- _WHAT IS EXPECTED_
In the listing below, turn the stretch from the line containing "Could you tag the woman's nose" through the line containing "point(362, 39)" into a numbered list, with both of those lines included and any blank lines dropped. Use only these lines.

- _TASK INPUT_

* Begin *

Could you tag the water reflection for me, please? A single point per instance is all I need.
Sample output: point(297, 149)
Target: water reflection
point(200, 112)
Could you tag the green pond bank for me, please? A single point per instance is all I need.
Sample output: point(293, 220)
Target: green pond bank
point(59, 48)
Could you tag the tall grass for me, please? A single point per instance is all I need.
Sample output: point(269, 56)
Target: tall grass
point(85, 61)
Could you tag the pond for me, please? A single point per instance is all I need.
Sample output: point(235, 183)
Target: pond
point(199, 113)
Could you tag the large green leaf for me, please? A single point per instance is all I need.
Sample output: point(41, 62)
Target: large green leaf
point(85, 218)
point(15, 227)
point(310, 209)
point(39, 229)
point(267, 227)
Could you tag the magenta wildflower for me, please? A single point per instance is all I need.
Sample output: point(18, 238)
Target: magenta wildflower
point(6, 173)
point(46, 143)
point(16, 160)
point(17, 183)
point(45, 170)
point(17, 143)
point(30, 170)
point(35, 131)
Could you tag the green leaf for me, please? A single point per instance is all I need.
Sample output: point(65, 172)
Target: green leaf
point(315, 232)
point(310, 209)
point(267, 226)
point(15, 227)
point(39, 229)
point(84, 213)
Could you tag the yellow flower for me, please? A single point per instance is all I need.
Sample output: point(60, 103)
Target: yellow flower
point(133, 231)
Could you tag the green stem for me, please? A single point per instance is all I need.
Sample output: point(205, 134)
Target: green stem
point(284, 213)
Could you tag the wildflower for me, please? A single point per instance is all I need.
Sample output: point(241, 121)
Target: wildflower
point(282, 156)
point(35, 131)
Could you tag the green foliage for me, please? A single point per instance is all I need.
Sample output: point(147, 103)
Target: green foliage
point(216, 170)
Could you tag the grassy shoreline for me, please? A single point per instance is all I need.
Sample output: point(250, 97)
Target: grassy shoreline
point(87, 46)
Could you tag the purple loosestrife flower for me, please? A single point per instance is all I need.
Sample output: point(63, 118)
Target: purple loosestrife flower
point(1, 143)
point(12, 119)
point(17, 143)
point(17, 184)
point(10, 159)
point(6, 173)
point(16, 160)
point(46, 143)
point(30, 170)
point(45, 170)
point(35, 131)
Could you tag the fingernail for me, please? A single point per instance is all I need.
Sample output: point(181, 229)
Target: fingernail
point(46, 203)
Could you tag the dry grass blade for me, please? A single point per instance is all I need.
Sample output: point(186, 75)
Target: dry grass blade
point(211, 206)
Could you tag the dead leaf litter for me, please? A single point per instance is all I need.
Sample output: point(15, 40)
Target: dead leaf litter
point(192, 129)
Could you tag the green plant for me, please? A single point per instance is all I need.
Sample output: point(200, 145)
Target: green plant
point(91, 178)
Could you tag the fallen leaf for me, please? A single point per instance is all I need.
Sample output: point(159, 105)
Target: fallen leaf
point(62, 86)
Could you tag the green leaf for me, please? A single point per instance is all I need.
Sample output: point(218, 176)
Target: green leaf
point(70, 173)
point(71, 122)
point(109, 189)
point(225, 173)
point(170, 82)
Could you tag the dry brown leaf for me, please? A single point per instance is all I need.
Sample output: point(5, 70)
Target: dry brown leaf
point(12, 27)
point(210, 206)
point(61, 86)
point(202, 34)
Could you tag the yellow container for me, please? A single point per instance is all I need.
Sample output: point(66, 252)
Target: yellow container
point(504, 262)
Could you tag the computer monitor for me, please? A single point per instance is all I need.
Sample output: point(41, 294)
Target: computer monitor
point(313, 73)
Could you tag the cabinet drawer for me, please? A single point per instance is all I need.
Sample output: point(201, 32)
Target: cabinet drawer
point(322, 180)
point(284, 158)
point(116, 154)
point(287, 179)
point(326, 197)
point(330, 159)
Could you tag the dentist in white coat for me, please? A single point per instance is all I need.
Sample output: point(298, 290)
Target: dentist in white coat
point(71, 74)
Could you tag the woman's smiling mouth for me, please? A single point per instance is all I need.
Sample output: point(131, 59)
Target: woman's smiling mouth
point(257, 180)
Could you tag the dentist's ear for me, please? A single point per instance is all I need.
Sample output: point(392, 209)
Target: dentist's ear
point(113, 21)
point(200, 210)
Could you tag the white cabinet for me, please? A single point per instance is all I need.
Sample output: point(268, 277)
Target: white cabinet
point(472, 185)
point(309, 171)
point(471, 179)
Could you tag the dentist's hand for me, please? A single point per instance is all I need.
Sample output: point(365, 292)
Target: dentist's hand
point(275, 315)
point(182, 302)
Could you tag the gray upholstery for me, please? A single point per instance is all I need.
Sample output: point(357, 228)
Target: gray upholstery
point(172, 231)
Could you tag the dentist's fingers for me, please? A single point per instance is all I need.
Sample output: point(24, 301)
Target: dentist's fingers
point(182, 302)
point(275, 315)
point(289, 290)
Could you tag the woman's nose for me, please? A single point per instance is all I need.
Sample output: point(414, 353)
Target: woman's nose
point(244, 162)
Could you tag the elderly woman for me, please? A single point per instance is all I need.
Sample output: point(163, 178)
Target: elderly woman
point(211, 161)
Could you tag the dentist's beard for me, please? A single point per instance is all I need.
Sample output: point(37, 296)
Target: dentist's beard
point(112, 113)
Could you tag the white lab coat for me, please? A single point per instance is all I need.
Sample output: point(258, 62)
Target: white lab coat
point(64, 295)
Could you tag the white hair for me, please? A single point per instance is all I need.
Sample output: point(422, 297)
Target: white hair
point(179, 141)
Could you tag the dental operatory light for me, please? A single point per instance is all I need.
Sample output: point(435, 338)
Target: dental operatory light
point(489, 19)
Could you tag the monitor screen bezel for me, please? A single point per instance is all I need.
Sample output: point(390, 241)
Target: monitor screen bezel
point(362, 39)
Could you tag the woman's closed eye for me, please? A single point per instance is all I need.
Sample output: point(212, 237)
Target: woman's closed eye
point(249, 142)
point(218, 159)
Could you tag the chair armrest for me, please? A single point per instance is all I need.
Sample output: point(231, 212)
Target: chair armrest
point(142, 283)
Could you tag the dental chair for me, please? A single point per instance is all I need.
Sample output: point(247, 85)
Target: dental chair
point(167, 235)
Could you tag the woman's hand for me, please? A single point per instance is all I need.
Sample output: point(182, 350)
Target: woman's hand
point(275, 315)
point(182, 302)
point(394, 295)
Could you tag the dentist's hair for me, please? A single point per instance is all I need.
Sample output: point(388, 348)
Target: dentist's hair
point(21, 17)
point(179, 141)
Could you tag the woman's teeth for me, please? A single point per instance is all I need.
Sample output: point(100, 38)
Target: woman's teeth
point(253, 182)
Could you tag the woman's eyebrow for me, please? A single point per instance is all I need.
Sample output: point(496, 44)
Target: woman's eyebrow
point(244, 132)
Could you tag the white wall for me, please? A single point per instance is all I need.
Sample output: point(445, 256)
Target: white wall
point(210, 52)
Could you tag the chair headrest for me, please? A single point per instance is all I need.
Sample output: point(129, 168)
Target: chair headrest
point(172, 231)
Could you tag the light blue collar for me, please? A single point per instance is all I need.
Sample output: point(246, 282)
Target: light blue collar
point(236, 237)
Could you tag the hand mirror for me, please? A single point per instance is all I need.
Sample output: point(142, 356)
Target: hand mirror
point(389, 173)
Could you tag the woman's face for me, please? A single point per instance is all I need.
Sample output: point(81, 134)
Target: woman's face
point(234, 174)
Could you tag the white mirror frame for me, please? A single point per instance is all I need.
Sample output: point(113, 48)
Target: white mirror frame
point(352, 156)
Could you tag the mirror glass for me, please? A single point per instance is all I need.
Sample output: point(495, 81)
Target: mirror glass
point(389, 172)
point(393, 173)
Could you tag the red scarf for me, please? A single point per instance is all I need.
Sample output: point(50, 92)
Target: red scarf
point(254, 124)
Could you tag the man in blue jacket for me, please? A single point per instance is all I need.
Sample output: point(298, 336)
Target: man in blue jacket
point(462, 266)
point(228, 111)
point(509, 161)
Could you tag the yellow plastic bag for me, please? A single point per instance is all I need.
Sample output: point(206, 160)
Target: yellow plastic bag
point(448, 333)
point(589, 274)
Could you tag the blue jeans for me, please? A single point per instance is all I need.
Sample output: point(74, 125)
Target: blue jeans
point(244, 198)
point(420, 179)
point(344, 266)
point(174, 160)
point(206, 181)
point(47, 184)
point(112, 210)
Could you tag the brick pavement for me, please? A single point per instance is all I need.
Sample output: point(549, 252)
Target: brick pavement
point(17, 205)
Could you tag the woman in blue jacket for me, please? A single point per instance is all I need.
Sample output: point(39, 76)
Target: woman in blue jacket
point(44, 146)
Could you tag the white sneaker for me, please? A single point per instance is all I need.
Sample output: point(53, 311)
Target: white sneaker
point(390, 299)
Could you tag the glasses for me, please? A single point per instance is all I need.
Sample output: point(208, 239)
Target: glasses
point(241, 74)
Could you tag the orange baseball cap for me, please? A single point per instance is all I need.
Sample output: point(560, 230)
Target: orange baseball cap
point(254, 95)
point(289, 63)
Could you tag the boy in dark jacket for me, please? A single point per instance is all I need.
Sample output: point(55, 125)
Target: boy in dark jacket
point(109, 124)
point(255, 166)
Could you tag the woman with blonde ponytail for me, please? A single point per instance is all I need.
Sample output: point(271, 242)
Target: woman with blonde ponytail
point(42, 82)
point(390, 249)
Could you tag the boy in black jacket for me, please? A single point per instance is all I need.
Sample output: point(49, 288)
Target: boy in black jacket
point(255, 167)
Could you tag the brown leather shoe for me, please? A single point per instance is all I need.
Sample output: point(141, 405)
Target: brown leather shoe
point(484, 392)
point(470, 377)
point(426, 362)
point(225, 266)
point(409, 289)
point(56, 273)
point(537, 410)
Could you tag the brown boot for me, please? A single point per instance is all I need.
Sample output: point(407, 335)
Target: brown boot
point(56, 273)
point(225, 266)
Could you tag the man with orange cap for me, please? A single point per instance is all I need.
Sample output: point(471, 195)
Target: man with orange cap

* End *

- _SOLUTION BELOW_
1. Could you tag the woman's nose for me, please? A single point per instance is all I need.
2. Sample output: point(414, 353)
3. Target: woman's nose
4. point(244, 162)
5. Could you tag the elderly woman for me, please? A single point per instance is all I need.
6. Sample output: point(163, 178)
7. Target: elderly woman
8. point(211, 161)
9. Could you tag the dentist's beard for me, please? A single point per instance is all I need.
10. Sample output: point(37, 296)
11. Target: dentist's beard
12. point(112, 113)
13. Could you tag the white lab coat for me, please? A single point per instance is all I need.
14. Sample output: point(258, 62)
15. Target: white lab coat
16. point(64, 295)
17. Could you tag the white hair for me, please? A single point per instance is all I need.
18. Sample output: point(422, 297)
19. Target: white hair
20. point(179, 141)
21. Could you tag the dental operatory light for me, please? A single point per instance is all I need.
22. Sample output: point(435, 338)
23. Target: dental operatory light
24. point(489, 19)
25. Could you tag the monitor screen bezel for me, please? A single point per instance is all I need.
26. Sample output: point(390, 241)
27. Target: monitor screen bezel
28. point(362, 39)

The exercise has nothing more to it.